▸ SET PROBLEM
Count the lines in the listing below that contain the string "window". Reply with the number alone.

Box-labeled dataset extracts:
-------
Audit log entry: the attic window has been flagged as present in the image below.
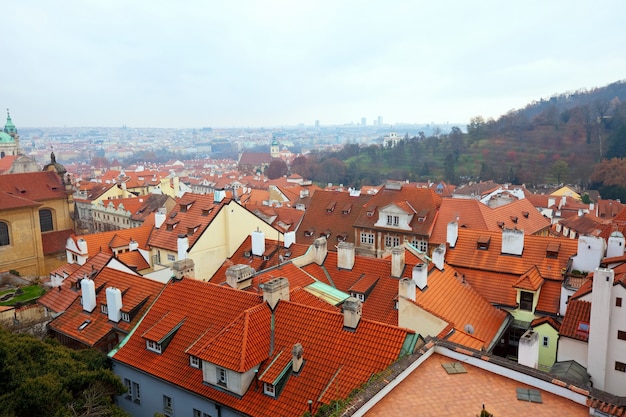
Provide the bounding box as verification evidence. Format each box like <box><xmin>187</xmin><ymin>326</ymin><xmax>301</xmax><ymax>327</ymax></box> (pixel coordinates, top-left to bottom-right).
<box><xmin>546</xmin><ymin>243</ymin><xmax>561</xmax><ymax>259</ymax></box>
<box><xmin>476</xmin><ymin>236</ymin><xmax>491</xmax><ymax>250</ymax></box>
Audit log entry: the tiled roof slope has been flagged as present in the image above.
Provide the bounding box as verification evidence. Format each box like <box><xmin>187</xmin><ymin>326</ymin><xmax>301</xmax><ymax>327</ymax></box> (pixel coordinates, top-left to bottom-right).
<box><xmin>148</xmin><ymin>193</ymin><xmax>231</xmax><ymax>251</ymax></box>
<box><xmin>71</xmin><ymin>225</ymin><xmax>152</xmax><ymax>258</ymax></box>
<box><xmin>354</xmin><ymin>186</ymin><xmax>441</xmax><ymax>236</ymax></box>
<box><xmin>296</xmin><ymin>190</ymin><xmax>372</xmax><ymax>250</ymax></box>
<box><xmin>559</xmin><ymin>300</ymin><xmax>591</xmax><ymax>342</ymax></box>
<box><xmin>37</xmin><ymin>252</ymin><xmax>112</xmax><ymax>313</ymax></box>
<box><xmin>446</xmin><ymin>228</ymin><xmax>578</xmax><ymax>280</ymax></box>
<box><xmin>49</xmin><ymin>268</ymin><xmax>163</xmax><ymax>346</ymax></box>
<box><xmin>0</xmin><ymin>171</ymin><xmax>65</xmax><ymax>202</ymax></box>
<box><xmin>113</xmin><ymin>279</ymin><xmax>411</xmax><ymax>416</ymax></box>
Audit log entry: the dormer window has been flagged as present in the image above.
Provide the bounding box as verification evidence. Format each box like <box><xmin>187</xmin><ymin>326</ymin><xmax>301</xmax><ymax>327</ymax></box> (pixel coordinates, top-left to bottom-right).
<box><xmin>146</xmin><ymin>340</ymin><xmax>161</xmax><ymax>354</ymax></box>
<box><xmin>263</xmin><ymin>382</ymin><xmax>276</xmax><ymax>397</ymax></box>
<box><xmin>189</xmin><ymin>356</ymin><xmax>200</xmax><ymax>369</ymax></box>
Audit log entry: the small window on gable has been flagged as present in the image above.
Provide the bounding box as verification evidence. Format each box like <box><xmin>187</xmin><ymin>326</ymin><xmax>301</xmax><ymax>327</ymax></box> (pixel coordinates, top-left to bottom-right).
<box><xmin>263</xmin><ymin>382</ymin><xmax>276</xmax><ymax>397</ymax></box>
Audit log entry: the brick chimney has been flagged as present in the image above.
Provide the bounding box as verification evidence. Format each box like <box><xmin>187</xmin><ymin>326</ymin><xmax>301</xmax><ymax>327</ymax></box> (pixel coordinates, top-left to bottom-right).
<box><xmin>343</xmin><ymin>297</ymin><xmax>363</xmax><ymax>330</ymax></box>
<box><xmin>263</xmin><ymin>277</ymin><xmax>289</xmax><ymax>310</ymax></box>
<box><xmin>391</xmin><ymin>246</ymin><xmax>404</xmax><ymax>278</ymax></box>
<box><xmin>291</xmin><ymin>343</ymin><xmax>304</xmax><ymax>374</ymax></box>
<box><xmin>398</xmin><ymin>278</ymin><xmax>415</xmax><ymax>301</ymax></box>
<box><xmin>313</xmin><ymin>236</ymin><xmax>328</xmax><ymax>265</ymax></box>
<box><xmin>337</xmin><ymin>242</ymin><xmax>354</xmax><ymax>270</ymax></box>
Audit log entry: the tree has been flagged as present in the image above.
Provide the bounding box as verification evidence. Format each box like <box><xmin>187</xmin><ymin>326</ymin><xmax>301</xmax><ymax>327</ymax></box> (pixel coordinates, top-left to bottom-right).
<box><xmin>265</xmin><ymin>159</ymin><xmax>289</xmax><ymax>180</ymax></box>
-------
▸ SOLUTION TO THIS EXERCISE
3